[Document text — start]

SINGAPORE - A former human resource personnel of an engineering firm obtained her then colleagues' personal data without their consent and later used their particulars to unlawfully collect 108 face masks from vending machines in 2020.
Koh Pek Keang, who held the position at G-Tech Engineering from 2000 to 2014, committed the offences as she did not want to fork out extra cash to buy face masks for her family.
The court heard that she unlawfully obtained 54 packs containing 108 masks and 162 filters worth nearly $650 in all.
On Tuesday (Aug 23), she was sentenced to 16 weeks' jail after she pleaded guilty to a cheating charge.
Koh, 43, also admitted to retaining the personal data of 60 G-Tech employees which she had obtained without their consent.
Deputy Public Prosecutor Jeremy Bin said that during Koh's tenure as a human resource personnel, she managed the personal data of the firm's employees.
The information included their National Registration Identity Card (NRIC) or foreign identification numbers.
The DPP added: "Throughout the accused's employment as a human resource personnel, she concealed the fact that she retained a complete database of the employees' personal data for purposes beyond the scope of her job.
"She continued to retain updated databases of the employees' personal data until, at earliest, September 2014, shortly before she ceased working for G-Tech."
Six years later, in 2020, the Covid-19 pandemic began and Singapore investment company, Temasek, started a nationwide mask distribution exercise in November that year.
Each resident could collect one free mask kit from vending machines between Nov 30 and Dec 13, 2020, by keying in his or her personal particulars into the machines.
These included their NRIC numbers or any other government-issued identification.
Koh decided to redeem more face masks than she was entitled to using the data of G-Tech employees that she had retained.

[Document text — finish]

### Exercise directions
Reproduce the report on the face mask case starting at "SINGAPORE - A" and ending at "machines in 2020.", swapping "vending machines" for "collection kiosks". The records below come from a different source than the text above.

[Given records — start]

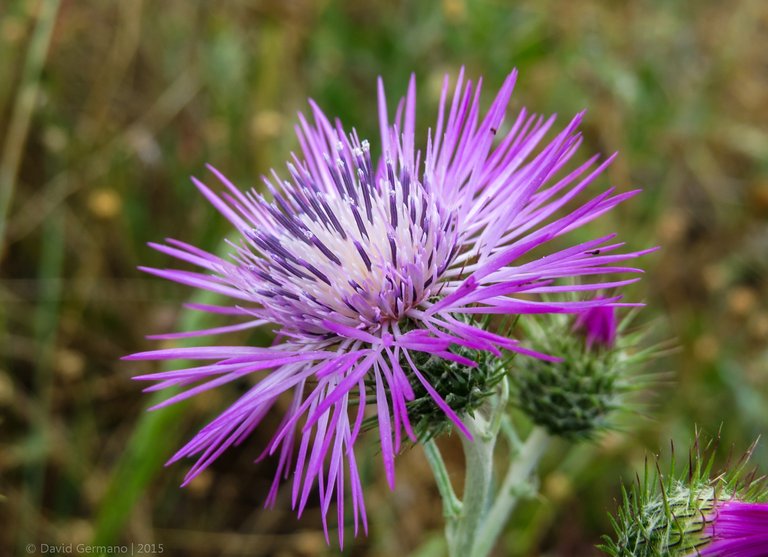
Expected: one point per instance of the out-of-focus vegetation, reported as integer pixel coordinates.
(107, 107)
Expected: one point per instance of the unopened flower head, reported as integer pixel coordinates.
(601, 367)
(598, 324)
(692, 513)
(368, 258)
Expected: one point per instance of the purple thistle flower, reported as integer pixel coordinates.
(736, 529)
(598, 325)
(362, 262)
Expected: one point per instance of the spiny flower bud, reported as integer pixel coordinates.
(692, 514)
(575, 398)
(465, 385)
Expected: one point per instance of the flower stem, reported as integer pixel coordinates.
(474, 524)
(461, 532)
(514, 485)
(451, 503)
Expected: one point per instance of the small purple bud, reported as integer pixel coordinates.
(598, 325)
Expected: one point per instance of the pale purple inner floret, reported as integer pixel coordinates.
(359, 262)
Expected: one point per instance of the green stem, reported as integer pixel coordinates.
(451, 503)
(478, 455)
(514, 485)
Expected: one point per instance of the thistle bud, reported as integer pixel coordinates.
(692, 514)
(577, 397)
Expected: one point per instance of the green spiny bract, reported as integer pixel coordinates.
(667, 514)
(576, 397)
(464, 389)
(572, 398)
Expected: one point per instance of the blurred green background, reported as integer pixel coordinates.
(106, 108)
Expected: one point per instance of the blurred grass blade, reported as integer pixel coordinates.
(46, 323)
(24, 107)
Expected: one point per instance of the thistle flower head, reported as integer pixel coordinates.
(693, 512)
(368, 265)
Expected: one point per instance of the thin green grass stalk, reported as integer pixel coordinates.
(155, 438)
(46, 320)
(24, 107)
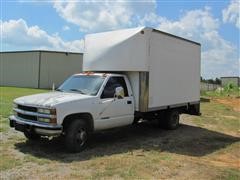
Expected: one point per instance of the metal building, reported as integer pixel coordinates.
(235, 80)
(38, 69)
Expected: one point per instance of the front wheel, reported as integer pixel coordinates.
(172, 120)
(76, 136)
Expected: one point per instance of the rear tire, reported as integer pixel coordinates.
(76, 136)
(172, 120)
(32, 136)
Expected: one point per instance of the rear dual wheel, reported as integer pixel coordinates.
(76, 136)
(170, 119)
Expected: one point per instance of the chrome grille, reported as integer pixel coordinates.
(27, 108)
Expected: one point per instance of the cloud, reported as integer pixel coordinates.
(231, 13)
(219, 57)
(66, 28)
(93, 16)
(17, 35)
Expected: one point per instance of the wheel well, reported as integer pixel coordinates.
(86, 117)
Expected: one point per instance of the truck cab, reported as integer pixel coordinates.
(84, 103)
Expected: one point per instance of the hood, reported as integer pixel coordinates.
(50, 99)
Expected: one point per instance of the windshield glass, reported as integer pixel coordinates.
(88, 85)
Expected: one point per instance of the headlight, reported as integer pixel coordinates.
(47, 120)
(14, 105)
(46, 111)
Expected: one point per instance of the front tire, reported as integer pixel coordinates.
(76, 136)
(172, 120)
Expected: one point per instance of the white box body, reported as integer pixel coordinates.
(163, 69)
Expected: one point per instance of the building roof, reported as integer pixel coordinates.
(48, 51)
(230, 77)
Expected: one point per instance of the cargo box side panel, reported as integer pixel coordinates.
(134, 81)
(174, 71)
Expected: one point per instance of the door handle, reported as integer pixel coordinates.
(129, 102)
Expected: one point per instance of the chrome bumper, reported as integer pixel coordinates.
(38, 127)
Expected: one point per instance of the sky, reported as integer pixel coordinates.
(62, 25)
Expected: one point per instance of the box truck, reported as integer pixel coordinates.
(129, 75)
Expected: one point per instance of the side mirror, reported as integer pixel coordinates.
(119, 92)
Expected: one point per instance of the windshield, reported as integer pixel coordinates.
(82, 84)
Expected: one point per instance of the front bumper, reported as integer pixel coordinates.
(38, 127)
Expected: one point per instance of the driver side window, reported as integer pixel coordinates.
(111, 85)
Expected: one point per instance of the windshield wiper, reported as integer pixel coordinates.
(77, 90)
(59, 90)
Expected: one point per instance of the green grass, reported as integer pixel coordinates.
(222, 93)
(7, 95)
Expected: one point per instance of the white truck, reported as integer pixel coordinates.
(129, 75)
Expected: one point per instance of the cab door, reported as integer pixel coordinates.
(114, 111)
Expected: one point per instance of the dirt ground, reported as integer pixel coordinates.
(205, 147)
(233, 102)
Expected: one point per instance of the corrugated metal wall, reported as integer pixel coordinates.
(38, 69)
(19, 69)
(56, 67)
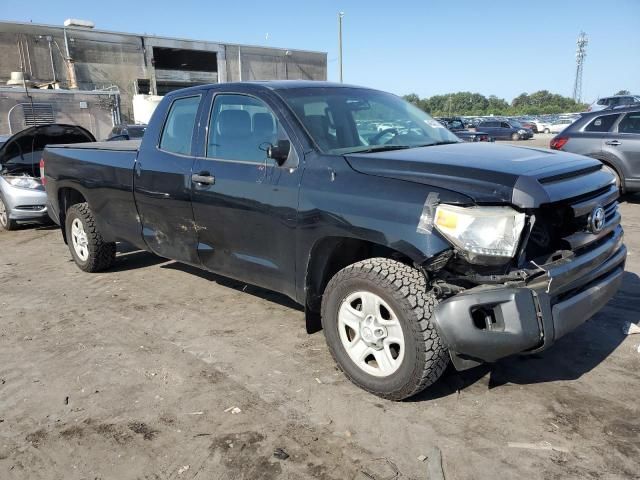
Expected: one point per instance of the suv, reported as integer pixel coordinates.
(505, 130)
(614, 101)
(611, 136)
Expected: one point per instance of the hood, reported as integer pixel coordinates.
(489, 173)
(21, 153)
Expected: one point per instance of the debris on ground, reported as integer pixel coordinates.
(537, 446)
(280, 454)
(434, 466)
(233, 410)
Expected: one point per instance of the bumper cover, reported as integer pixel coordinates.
(23, 203)
(486, 323)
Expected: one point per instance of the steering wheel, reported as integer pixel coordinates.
(376, 138)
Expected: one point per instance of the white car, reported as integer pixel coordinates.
(543, 127)
(559, 125)
(613, 101)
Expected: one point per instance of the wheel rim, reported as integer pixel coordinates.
(3, 214)
(371, 333)
(79, 239)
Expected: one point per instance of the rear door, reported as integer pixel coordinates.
(162, 182)
(244, 204)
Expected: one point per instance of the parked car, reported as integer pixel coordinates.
(126, 132)
(22, 195)
(530, 125)
(613, 137)
(613, 101)
(457, 126)
(505, 130)
(542, 126)
(411, 247)
(560, 124)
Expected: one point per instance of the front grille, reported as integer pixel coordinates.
(565, 225)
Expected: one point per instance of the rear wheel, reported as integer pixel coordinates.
(88, 249)
(5, 222)
(376, 316)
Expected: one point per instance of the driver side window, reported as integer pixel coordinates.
(241, 128)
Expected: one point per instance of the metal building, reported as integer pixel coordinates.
(83, 58)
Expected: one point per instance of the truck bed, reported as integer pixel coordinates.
(120, 146)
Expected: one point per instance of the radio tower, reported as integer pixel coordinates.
(581, 52)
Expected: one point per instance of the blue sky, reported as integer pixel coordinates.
(423, 46)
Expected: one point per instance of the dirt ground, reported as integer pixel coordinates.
(133, 374)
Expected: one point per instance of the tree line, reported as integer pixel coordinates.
(468, 103)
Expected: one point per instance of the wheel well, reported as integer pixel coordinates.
(331, 255)
(66, 198)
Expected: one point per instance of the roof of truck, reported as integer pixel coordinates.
(271, 85)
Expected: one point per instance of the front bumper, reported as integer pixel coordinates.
(486, 323)
(23, 203)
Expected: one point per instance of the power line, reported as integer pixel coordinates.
(581, 53)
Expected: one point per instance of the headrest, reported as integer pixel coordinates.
(263, 123)
(234, 123)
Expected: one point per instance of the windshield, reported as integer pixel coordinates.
(347, 120)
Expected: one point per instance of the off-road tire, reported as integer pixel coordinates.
(102, 255)
(405, 289)
(8, 224)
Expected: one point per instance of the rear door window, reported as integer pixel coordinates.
(178, 128)
(601, 124)
(630, 123)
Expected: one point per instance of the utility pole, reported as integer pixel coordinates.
(581, 52)
(340, 15)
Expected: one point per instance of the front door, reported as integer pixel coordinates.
(246, 208)
(162, 183)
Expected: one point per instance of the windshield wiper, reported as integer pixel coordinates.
(383, 148)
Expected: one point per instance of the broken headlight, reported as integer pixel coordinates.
(22, 181)
(482, 234)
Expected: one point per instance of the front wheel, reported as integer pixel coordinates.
(89, 250)
(5, 222)
(376, 316)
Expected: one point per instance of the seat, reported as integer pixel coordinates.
(318, 126)
(234, 136)
(263, 128)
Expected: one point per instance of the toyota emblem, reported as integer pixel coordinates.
(596, 220)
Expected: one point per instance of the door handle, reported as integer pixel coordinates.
(203, 178)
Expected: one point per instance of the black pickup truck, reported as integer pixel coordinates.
(411, 247)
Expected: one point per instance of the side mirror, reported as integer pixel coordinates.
(279, 152)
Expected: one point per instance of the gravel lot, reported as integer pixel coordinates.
(132, 374)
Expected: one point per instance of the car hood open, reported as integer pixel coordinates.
(488, 173)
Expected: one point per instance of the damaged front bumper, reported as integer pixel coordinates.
(489, 322)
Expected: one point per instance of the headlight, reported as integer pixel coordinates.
(481, 231)
(23, 182)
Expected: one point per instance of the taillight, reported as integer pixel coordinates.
(558, 142)
(42, 178)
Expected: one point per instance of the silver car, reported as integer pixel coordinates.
(22, 195)
(611, 136)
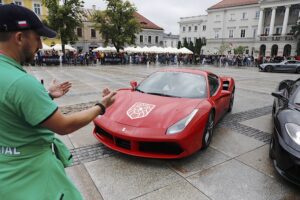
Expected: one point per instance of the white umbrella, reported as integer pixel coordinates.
(185, 51)
(58, 47)
(46, 47)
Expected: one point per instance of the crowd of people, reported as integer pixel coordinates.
(102, 58)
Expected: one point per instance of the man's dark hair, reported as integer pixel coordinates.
(5, 36)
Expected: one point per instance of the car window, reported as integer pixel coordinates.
(177, 84)
(213, 84)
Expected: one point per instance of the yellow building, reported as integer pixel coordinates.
(37, 7)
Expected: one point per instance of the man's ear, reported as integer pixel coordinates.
(18, 38)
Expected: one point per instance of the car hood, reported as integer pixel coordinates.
(137, 109)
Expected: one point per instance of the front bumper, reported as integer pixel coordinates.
(148, 143)
(287, 160)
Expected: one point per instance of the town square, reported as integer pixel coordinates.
(128, 99)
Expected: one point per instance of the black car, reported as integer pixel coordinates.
(285, 141)
(287, 65)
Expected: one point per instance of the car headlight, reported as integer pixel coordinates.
(180, 125)
(294, 132)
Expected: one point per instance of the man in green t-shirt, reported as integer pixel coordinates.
(32, 159)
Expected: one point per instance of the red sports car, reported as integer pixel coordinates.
(171, 114)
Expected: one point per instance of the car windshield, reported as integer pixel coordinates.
(175, 84)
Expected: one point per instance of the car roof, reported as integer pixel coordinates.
(185, 70)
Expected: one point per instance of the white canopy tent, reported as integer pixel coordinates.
(58, 47)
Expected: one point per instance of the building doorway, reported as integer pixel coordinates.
(287, 50)
(274, 50)
(262, 50)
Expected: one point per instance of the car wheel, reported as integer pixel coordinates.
(272, 148)
(208, 132)
(231, 101)
(269, 68)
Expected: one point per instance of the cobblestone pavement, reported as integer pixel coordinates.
(235, 166)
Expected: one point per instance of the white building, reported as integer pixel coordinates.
(262, 26)
(170, 40)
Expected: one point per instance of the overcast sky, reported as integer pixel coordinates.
(164, 13)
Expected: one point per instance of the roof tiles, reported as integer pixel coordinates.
(232, 3)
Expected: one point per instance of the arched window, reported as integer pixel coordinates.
(274, 50)
(287, 50)
(262, 50)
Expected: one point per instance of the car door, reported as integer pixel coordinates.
(214, 90)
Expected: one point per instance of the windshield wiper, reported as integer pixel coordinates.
(161, 94)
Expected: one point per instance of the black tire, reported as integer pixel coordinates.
(231, 101)
(269, 68)
(272, 148)
(208, 132)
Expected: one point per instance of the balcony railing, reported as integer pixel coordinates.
(277, 37)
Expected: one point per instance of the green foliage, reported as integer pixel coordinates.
(117, 23)
(179, 45)
(185, 44)
(296, 31)
(65, 18)
(239, 50)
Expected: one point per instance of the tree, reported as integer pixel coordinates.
(179, 45)
(185, 44)
(64, 19)
(117, 23)
(239, 50)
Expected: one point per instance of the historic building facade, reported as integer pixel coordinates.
(263, 27)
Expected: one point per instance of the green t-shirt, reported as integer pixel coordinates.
(24, 104)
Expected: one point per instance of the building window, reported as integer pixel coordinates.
(243, 33)
(231, 33)
(244, 15)
(19, 3)
(257, 13)
(37, 8)
(267, 30)
(254, 33)
(278, 30)
(216, 35)
(79, 32)
(93, 33)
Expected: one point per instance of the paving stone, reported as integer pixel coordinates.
(235, 181)
(83, 182)
(199, 161)
(121, 177)
(181, 190)
(233, 144)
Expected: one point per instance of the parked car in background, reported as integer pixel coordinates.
(171, 114)
(287, 65)
(285, 141)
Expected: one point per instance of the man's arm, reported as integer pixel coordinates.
(66, 124)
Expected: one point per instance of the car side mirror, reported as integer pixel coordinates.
(225, 93)
(280, 96)
(133, 85)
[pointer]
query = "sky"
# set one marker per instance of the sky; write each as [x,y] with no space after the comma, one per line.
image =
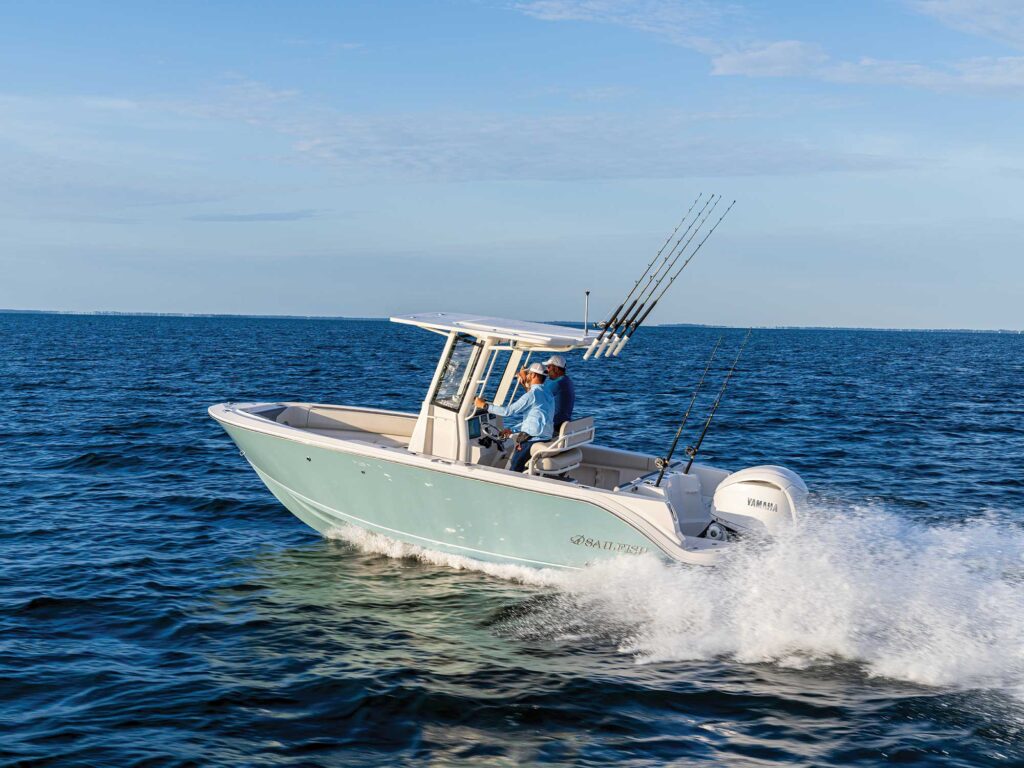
[367,159]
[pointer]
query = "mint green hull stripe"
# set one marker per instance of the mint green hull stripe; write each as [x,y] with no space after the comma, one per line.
[436,510]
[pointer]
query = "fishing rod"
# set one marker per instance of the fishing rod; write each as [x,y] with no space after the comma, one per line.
[655,279]
[630,324]
[664,463]
[692,452]
[639,320]
[614,320]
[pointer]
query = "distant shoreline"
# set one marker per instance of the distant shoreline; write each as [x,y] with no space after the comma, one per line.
[99,313]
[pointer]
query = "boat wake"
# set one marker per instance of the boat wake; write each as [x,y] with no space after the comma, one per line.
[934,605]
[376,544]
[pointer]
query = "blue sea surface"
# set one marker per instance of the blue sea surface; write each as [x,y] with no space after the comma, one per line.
[158,606]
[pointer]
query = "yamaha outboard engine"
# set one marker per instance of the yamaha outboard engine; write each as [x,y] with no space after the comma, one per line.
[755,500]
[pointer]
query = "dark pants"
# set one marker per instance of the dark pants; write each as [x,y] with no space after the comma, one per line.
[521,456]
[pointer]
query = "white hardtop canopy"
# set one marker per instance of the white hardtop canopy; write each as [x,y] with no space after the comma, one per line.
[526,335]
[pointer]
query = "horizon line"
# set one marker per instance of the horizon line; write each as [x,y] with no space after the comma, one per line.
[115,312]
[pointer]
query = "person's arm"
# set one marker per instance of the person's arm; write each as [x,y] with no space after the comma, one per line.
[515,409]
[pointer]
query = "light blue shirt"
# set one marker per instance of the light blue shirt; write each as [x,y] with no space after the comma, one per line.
[538,409]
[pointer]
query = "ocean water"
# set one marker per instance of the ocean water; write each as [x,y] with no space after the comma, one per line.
[159,607]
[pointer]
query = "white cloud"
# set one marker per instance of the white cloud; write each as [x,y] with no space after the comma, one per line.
[998,19]
[684,22]
[700,27]
[795,58]
[783,58]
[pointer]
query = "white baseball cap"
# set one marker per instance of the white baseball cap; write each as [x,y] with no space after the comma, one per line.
[556,359]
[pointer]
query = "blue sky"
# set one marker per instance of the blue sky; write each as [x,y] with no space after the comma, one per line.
[373,158]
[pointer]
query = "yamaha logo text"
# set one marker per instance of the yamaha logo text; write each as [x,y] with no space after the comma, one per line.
[762,504]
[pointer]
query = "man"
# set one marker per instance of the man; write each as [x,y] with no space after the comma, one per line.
[561,389]
[538,410]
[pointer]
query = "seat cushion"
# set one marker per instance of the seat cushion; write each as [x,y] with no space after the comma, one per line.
[558,462]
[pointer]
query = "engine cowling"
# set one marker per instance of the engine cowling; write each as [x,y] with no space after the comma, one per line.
[758,499]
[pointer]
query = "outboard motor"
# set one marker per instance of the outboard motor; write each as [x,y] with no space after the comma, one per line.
[755,500]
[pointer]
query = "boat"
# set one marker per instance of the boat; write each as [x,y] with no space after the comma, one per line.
[438,478]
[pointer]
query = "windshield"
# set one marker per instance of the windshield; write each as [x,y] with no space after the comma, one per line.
[452,388]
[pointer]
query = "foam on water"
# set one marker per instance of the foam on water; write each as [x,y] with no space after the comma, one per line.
[376,544]
[936,605]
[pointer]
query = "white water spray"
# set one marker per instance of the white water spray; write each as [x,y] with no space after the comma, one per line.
[936,605]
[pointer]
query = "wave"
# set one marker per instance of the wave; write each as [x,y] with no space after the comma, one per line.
[933,605]
[375,544]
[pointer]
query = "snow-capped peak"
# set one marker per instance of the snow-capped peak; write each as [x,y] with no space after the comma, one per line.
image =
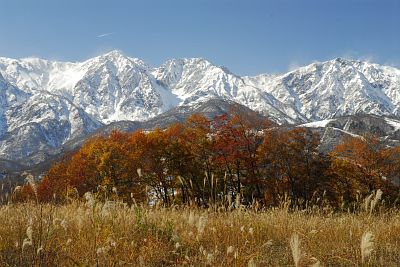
[51,102]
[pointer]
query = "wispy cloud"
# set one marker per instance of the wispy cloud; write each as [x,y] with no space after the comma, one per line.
[104,34]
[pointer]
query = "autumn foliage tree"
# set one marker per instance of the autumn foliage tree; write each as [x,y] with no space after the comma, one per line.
[206,162]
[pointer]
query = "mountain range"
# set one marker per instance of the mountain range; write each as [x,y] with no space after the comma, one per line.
[48,107]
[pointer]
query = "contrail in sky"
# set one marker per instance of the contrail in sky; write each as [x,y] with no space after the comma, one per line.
[104,35]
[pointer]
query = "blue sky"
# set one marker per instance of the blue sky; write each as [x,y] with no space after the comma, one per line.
[248,36]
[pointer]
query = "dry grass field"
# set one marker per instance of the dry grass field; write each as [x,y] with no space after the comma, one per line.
[114,234]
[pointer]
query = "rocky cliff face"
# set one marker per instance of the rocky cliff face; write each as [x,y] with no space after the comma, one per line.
[46,104]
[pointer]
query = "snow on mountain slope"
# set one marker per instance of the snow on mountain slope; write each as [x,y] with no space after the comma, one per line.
[196,80]
[336,88]
[44,104]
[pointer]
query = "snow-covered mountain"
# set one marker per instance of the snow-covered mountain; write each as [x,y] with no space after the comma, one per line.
[44,104]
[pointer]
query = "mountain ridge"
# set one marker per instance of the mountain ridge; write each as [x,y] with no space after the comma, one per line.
[45,104]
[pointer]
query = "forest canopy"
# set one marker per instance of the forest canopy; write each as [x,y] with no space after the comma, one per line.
[235,156]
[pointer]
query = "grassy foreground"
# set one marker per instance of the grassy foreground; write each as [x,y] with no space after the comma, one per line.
[112,234]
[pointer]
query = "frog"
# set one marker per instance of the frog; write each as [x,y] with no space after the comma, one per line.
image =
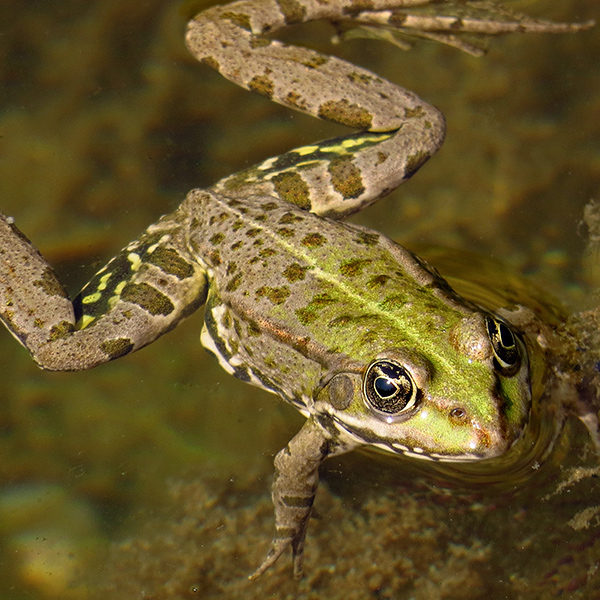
[359,334]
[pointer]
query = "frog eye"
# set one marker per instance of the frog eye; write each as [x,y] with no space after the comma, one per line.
[389,387]
[504,345]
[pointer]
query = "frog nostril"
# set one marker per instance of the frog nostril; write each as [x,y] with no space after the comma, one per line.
[458,414]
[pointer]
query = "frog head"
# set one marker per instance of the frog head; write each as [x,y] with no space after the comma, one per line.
[470,401]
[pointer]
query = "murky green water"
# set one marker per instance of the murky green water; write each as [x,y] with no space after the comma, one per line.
[149,477]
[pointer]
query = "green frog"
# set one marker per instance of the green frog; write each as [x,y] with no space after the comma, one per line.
[361,335]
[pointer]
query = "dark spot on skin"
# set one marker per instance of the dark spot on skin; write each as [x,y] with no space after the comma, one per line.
[211,62]
[338,322]
[169,261]
[352,268]
[309,314]
[50,285]
[240,19]
[346,177]
[263,85]
[295,272]
[260,42]
[216,239]
[253,329]
[345,113]
[295,100]
[292,188]
[367,238]
[267,252]
[415,162]
[286,231]
[293,11]
[393,302]
[60,330]
[277,295]
[234,283]
[416,112]
[117,348]
[313,240]
[288,218]
[315,61]
[147,298]
[377,281]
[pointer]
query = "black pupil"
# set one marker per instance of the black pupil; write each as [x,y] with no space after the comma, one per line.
[506,336]
[389,387]
[384,387]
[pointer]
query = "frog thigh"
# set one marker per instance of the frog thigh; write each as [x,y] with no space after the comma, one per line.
[142,293]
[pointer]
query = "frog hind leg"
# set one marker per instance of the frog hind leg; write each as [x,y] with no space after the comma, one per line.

[Given records — finish]

### Output for this exercise
SINGAPORE - A former human resource personnel of an engineering firm obtained her then colleagues' personal data without their consent and later used their particulars to unlawfully collect 108 face masks from collection kiosks in 2020.